**WHAT IS EXPECTED**:
Copy out the stretch of lines from the one containing "Where can you find the interior wall?" through the end of the lines, requests included, and add 105 to each coordinate in the answers.

* begin *

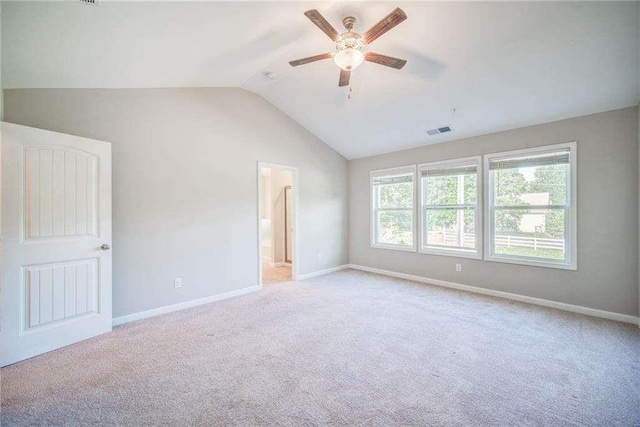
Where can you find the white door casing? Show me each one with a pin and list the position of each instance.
(56, 215)
(288, 215)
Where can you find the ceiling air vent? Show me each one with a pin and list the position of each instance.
(438, 131)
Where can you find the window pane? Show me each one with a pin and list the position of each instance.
(534, 233)
(536, 185)
(450, 189)
(451, 227)
(395, 227)
(395, 195)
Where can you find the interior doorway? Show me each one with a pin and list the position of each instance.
(277, 215)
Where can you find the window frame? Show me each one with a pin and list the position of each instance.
(445, 251)
(373, 226)
(571, 216)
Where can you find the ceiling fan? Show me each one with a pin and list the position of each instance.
(351, 47)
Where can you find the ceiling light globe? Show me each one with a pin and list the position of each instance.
(348, 59)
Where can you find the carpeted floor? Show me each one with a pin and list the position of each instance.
(275, 274)
(345, 348)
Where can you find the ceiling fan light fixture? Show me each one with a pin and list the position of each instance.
(348, 59)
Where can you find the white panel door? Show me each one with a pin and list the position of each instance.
(56, 237)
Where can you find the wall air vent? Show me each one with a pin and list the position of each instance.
(438, 131)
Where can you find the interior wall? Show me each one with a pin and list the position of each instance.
(608, 212)
(185, 184)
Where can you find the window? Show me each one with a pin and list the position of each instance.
(450, 222)
(392, 213)
(531, 197)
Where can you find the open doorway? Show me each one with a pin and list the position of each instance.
(277, 208)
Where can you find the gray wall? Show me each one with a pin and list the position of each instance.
(185, 184)
(607, 275)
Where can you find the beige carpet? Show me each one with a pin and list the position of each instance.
(346, 348)
(275, 274)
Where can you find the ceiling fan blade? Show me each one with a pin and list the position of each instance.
(388, 61)
(310, 59)
(344, 78)
(322, 23)
(387, 23)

* end *

**RESPONSE TO THIS TASK**:
Where can you find the interior wall? Show me each one with a pin and list the position of each instance.
(713, 317)
(290, 289)
Where can you find the window? Show me each one with a pin and list the position of each instance.
(555, 327)
(497, 318)
(636, 302)
Where can you find the open doorway? Show me each one with a pin and list the position of each instance.
(382, 313)
Where can you find the gray wall? Show me each one with a pin and list the position of each instance.
(290, 289)
(712, 380)
Where can you find the beige carpet? Show me each one with a pin and list the position of each instance.
(451, 453)
(380, 379)
Where can you find the ceiling fan blade? Show me each one with a pin and list the position of each instance.
(493, 166)
(415, 164)
(449, 183)
(427, 128)
(492, 128)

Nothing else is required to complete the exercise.